Could you format the entries below as a JSON list of strings, one string per line, with blank lines omitted?

--- BEGIN Data excerpts ---

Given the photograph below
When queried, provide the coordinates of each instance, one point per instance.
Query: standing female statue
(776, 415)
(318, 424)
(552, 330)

--- END Data excerpts ---

:: Correct output ::
[
  "Given the photograph below",
  "When queried, provide the coordinates of each instance, one point per instance.",
  "Query: standing female statue",
  "(776, 415)",
  "(318, 424)",
  "(552, 330)"
]